■ SUPPLIED DATA
--- --- ---

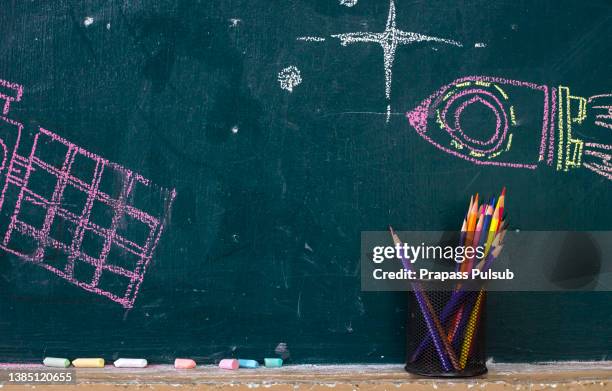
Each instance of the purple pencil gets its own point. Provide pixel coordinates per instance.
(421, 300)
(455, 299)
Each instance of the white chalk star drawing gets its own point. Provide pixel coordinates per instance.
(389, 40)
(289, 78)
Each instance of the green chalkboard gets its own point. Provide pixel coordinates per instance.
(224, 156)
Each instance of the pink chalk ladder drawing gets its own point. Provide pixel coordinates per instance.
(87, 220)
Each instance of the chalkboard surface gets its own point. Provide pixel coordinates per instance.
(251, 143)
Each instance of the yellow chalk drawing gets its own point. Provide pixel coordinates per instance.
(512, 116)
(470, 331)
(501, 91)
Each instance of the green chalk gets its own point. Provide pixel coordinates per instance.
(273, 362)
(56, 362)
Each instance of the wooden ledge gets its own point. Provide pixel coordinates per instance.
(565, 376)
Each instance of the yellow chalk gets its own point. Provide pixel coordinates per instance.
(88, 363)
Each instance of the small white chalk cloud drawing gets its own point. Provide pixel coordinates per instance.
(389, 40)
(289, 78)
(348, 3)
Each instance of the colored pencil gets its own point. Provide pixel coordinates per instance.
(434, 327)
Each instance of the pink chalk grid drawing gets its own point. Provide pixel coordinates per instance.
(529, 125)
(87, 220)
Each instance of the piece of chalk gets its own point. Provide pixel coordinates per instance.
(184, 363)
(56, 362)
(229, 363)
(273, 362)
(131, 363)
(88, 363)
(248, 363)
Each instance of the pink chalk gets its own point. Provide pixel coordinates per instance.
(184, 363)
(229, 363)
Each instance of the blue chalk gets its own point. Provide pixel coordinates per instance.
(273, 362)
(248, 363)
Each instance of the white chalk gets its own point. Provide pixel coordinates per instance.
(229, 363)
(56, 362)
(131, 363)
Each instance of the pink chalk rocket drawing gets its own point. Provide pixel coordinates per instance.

--- --- ---

Beginning at the line containing "Each instance of the colored", repeat each line exactly through the last line of the entries, and include no other lines.

Each instance of the colored pencil gets its own point. Provide pixel coordinates per instance.
(434, 327)
Each instance of the pink chalk grid drawing gets its own point. Provide pixel coordinates per instance.
(529, 125)
(87, 220)
Each instance of the piece of chalk gets its own point. Provide pixel coordinates per instance.
(184, 363)
(56, 362)
(229, 363)
(273, 362)
(131, 363)
(88, 363)
(248, 363)
Each instance of the pink chalk gets its own point. Provide pixel coordinates per instance.
(184, 363)
(229, 363)
Each instance of the blue chalk gets its own point. Provide pixel coordinates per instance.
(273, 362)
(248, 363)
Each instance of the white chalk gets its own point. Provide pixel coordinates per instance.
(229, 363)
(56, 362)
(131, 363)
Each instance of the pink chalk rocket drawing gets its own point. Provide pixel coordinates per instance.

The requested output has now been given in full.